* _Work instructions_
Shift the coordinates by rewriting the data from the line that contains "Point to the cabinet open shelf." through the end of the data, requests included, with 27 added to every number in the answer coordinates. Leave all other lines unchanged.

[Excerpted data start]

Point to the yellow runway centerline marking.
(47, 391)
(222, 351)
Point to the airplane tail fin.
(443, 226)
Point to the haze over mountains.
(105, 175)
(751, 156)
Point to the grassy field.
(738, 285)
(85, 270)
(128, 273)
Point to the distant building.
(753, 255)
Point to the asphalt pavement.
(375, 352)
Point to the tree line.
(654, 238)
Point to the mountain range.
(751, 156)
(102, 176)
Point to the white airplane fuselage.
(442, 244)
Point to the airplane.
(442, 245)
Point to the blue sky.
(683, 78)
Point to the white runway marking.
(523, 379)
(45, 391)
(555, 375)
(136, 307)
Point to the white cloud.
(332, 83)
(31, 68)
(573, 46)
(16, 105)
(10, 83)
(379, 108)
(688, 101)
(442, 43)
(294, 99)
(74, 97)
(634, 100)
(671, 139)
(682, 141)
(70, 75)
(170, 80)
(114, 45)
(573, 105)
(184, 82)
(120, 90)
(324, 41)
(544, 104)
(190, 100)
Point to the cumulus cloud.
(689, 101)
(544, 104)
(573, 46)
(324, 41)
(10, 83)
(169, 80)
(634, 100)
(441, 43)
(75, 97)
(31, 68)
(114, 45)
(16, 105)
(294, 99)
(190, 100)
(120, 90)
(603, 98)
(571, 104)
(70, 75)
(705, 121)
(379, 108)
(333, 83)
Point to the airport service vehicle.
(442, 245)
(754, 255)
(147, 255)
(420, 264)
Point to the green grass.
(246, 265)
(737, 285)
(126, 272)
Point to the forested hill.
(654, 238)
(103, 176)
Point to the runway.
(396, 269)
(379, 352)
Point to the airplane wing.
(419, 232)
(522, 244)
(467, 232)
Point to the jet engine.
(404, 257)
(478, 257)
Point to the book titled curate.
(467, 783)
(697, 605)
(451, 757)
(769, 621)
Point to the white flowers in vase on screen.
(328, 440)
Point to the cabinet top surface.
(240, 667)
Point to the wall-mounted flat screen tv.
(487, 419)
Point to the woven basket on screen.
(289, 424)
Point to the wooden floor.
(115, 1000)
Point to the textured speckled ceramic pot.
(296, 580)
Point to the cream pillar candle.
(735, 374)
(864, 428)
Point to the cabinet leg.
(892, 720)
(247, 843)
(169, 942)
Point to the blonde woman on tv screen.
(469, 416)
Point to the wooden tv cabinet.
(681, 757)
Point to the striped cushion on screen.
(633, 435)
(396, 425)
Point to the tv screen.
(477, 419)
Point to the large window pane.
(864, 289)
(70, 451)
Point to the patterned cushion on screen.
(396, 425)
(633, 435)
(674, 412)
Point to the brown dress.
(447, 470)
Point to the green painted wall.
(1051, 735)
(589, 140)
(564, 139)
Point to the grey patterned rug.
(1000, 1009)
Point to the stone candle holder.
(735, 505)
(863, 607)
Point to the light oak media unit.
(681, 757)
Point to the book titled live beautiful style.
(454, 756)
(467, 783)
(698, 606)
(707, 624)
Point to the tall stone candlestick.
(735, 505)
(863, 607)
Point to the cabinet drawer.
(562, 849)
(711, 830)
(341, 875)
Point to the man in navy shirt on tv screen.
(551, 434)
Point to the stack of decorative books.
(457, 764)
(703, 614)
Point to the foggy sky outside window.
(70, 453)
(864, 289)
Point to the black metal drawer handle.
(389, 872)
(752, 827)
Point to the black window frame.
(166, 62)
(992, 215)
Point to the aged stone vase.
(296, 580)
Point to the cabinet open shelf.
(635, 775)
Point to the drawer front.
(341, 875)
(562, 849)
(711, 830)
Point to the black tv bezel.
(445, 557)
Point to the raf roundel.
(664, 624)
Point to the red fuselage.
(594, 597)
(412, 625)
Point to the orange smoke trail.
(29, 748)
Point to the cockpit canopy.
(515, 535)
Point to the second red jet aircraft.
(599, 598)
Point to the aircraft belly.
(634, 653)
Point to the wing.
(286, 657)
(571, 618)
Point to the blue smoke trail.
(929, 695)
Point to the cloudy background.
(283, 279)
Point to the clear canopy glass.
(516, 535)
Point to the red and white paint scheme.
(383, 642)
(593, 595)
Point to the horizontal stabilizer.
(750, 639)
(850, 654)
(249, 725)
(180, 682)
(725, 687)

[Excerpted data end]

* _Result of the exercise_
Point to the cabinet open shelf.
(662, 802)
Point to the drawer front.
(368, 902)
(589, 876)
(738, 857)
Point to the black tv bezel.
(472, 584)
Point to the raf roundel.
(691, 651)
Point to the red fuselage.
(621, 624)
(439, 652)
Point to the orange smoke trail.
(56, 775)
Point to the cockpit canopy.
(542, 562)
Point to the second red jet aircraft.
(626, 625)
Point to the aircraft belly.
(661, 680)
Point to the wing.
(313, 684)
(598, 645)
Point to the blue smoke trail.
(956, 722)
Point to the cloudy background.
(310, 306)
Point to the clear canopy glass.
(543, 562)
Point to the red and white paint scheme.
(410, 669)
(620, 622)
Point to the horizontal stabilizer.
(777, 666)
(877, 681)
(276, 752)
(207, 709)
(752, 714)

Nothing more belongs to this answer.